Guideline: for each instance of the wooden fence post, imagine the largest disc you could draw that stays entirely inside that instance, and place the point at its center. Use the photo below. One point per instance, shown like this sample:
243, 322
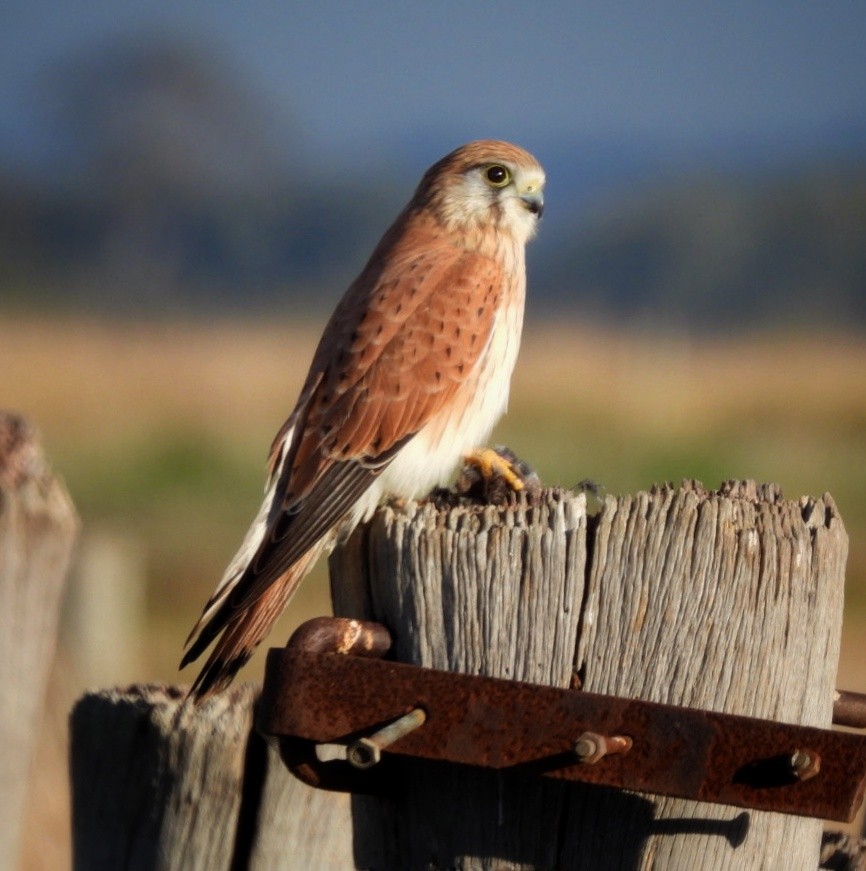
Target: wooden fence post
730, 601
37, 531
159, 783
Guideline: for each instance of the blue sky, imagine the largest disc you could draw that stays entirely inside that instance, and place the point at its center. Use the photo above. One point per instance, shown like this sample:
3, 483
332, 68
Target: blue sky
364, 76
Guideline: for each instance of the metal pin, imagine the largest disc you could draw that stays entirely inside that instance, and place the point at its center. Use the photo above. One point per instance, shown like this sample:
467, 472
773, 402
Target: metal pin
590, 746
805, 764
366, 752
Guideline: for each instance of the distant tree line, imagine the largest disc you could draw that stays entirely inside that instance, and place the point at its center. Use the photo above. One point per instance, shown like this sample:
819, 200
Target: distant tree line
173, 193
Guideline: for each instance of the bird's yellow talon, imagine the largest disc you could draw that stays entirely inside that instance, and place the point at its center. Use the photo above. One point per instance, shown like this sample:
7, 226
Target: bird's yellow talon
489, 464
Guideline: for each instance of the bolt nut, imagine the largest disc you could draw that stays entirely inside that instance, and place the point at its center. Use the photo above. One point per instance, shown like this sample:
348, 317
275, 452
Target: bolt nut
590, 747
805, 764
363, 753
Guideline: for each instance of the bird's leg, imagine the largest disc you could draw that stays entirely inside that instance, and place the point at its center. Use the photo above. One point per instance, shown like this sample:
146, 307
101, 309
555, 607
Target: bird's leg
491, 463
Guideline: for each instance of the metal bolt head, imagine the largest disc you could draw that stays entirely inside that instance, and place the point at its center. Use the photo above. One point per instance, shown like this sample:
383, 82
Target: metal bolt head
363, 753
805, 764
589, 747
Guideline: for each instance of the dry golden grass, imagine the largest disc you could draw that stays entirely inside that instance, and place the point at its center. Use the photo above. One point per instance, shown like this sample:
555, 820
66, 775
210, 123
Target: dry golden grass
161, 431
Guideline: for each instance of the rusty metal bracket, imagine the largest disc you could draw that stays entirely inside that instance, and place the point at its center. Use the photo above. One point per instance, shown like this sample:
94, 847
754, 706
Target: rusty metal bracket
344, 720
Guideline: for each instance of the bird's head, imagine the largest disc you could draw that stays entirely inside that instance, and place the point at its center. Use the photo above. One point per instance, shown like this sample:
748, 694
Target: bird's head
483, 185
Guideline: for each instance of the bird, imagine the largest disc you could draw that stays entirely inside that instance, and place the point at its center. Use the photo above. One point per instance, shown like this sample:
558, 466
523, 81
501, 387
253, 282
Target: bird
410, 376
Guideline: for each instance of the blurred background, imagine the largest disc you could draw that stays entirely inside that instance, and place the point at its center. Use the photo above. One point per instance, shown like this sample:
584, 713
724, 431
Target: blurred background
187, 188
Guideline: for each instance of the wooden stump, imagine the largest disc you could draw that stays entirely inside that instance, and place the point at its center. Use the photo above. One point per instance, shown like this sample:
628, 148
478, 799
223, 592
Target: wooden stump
38, 526
730, 601
158, 783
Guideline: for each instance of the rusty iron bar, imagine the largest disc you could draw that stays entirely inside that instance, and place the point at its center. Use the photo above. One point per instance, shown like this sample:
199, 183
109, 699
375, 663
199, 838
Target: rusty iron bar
367, 752
311, 697
849, 709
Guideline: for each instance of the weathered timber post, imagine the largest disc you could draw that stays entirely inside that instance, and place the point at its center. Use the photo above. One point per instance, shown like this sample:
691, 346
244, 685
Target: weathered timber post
37, 531
158, 783
729, 601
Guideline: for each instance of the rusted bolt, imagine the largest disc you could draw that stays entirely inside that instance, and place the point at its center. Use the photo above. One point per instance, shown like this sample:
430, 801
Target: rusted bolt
366, 752
805, 764
363, 753
590, 746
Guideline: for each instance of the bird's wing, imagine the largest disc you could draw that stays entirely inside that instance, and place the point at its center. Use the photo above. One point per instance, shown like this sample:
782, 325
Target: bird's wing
394, 354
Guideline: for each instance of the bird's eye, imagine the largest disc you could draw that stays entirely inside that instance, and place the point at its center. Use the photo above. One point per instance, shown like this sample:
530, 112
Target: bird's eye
497, 175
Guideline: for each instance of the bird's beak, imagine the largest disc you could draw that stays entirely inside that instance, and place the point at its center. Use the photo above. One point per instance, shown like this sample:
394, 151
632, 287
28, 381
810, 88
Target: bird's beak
534, 202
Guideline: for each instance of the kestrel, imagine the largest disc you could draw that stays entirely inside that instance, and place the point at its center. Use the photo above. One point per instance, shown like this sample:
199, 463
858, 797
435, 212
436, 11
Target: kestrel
411, 374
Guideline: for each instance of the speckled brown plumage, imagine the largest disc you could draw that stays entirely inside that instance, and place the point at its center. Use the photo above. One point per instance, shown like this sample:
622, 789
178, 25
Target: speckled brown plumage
411, 372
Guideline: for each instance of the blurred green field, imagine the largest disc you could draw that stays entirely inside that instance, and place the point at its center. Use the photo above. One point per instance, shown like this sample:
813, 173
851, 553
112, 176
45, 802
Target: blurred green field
161, 429
161, 432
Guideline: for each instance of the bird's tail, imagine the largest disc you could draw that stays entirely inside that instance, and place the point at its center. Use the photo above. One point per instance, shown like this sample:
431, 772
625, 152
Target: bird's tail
243, 631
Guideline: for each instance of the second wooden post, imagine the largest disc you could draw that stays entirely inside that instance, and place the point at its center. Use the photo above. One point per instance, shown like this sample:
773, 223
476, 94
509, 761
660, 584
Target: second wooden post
729, 601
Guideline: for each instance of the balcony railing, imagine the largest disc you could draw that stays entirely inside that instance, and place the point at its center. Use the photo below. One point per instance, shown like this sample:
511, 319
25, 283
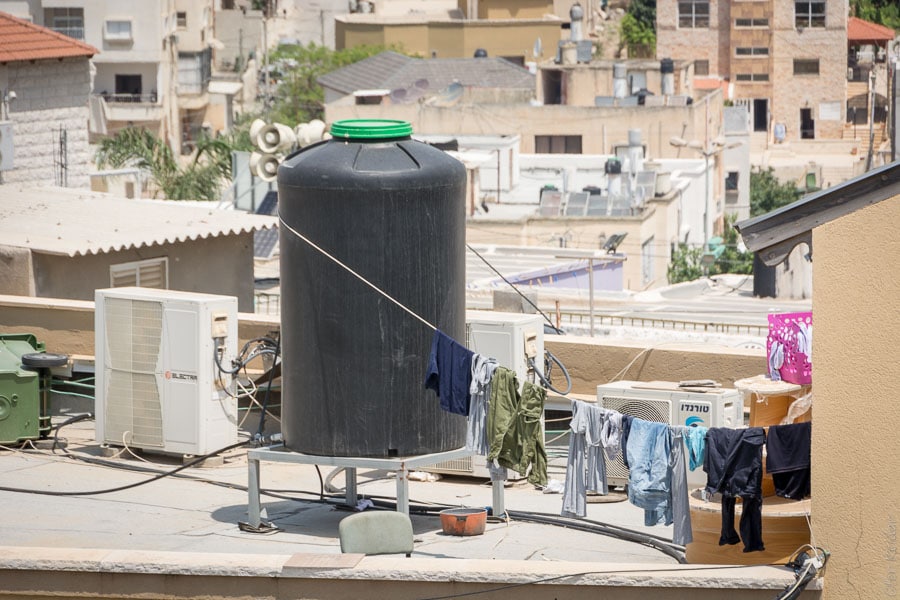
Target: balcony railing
150, 98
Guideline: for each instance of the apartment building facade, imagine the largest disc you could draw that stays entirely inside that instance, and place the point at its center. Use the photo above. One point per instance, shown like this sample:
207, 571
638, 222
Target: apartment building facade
154, 64
785, 59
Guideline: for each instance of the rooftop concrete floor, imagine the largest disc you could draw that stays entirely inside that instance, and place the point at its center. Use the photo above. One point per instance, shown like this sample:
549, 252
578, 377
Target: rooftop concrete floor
200, 509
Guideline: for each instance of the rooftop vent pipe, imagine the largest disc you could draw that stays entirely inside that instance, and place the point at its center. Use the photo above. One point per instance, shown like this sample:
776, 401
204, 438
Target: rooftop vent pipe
576, 14
667, 72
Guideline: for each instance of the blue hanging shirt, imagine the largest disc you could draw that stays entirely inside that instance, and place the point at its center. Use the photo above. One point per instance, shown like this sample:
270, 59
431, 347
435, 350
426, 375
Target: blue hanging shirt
450, 373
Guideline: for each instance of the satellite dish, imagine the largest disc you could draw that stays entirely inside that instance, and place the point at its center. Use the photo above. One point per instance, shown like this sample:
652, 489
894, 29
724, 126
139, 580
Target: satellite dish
399, 96
255, 127
450, 96
264, 165
276, 137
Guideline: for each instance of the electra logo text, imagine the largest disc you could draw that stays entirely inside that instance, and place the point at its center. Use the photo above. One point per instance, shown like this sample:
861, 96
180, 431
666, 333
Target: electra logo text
181, 376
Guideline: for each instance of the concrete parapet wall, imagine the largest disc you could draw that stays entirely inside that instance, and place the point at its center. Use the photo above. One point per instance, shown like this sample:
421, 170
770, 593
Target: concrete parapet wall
39, 573
593, 361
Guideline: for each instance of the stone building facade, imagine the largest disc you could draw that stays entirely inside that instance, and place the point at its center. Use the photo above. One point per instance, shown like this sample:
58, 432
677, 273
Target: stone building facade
45, 89
785, 59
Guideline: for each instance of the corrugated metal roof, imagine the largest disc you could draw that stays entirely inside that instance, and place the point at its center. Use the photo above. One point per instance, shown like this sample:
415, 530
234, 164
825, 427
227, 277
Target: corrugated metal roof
70, 222
775, 234
21, 40
392, 71
861, 31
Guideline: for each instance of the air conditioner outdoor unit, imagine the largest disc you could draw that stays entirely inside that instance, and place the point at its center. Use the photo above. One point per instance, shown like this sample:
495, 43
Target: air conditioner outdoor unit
157, 384
511, 338
665, 402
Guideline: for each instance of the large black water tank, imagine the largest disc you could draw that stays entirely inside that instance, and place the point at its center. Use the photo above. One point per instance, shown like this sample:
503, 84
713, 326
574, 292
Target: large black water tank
353, 362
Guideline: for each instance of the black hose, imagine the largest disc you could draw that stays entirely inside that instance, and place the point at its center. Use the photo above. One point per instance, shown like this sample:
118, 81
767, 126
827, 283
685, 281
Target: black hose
69, 421
265, 404
120, 488
545, 381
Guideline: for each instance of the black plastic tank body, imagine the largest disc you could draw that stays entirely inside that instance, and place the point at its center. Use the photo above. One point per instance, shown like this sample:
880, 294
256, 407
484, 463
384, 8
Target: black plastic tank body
353, 362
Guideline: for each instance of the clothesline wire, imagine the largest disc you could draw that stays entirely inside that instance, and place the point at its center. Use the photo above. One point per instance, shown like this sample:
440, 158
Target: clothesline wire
599, 572
355, 274
394, 300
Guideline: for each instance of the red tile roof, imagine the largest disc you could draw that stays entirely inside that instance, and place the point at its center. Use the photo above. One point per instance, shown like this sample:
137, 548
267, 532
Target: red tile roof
21, 40
860, 31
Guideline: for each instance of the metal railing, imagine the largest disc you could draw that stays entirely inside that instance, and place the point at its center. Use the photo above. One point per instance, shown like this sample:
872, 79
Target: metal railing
150, 98
582, 319
270, 304
72, 32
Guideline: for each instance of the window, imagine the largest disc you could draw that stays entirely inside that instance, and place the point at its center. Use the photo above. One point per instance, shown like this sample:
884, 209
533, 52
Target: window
693, 13
731, 180
751, 22
557, 144
754, 51
153, 272
806, 66
67, 21
809, 14
117, 31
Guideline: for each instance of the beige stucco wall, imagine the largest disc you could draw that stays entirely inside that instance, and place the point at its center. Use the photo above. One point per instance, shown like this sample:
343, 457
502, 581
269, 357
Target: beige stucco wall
451, 39
855, 487
67, 326
220, 265
794, 92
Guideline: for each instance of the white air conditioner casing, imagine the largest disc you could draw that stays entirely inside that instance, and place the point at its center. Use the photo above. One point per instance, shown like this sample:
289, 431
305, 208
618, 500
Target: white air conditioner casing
664, 402
511, 338
157, 384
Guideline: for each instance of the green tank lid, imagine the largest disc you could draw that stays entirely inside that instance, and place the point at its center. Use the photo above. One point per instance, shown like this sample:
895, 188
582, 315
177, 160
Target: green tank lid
370, 129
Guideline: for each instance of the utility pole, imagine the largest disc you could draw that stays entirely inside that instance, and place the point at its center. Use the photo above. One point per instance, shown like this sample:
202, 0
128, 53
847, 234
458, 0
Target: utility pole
871, 120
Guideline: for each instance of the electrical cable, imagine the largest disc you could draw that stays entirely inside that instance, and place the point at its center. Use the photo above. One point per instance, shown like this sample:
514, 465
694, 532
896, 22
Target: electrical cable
508, 282
549, 359
265, 403
120, 488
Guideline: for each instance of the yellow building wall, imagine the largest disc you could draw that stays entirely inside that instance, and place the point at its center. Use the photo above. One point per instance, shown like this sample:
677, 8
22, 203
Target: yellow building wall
514, 9
412, 38
454, 39
856, 444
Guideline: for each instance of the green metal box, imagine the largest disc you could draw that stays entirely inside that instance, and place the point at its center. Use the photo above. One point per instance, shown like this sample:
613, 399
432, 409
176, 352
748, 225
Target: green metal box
20, 393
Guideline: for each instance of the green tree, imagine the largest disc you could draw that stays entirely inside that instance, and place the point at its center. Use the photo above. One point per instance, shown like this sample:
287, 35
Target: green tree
688, 263
297, 96
768, 193
883, 12
201, 178
638, 28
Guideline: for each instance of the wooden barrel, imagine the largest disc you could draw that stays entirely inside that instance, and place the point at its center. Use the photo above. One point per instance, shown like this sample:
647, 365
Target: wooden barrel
784, 530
★ ★ ★ ★ ★ ★ ★
Using the entries above, return each line that includes the word "below".

Guideline: for each instance of the wooden fence post, imagine the largest disc you could draw that stays entirely inside that instance, and place the point at its center. Use the photo below. One point per instance, shown like this sample:
Guideline: for each instance of the balcony railing, imagine the largest disc you could draw that stays entirely inside that instance, and place the point at its center. Use the photo below. One point per instance, shown like this sample:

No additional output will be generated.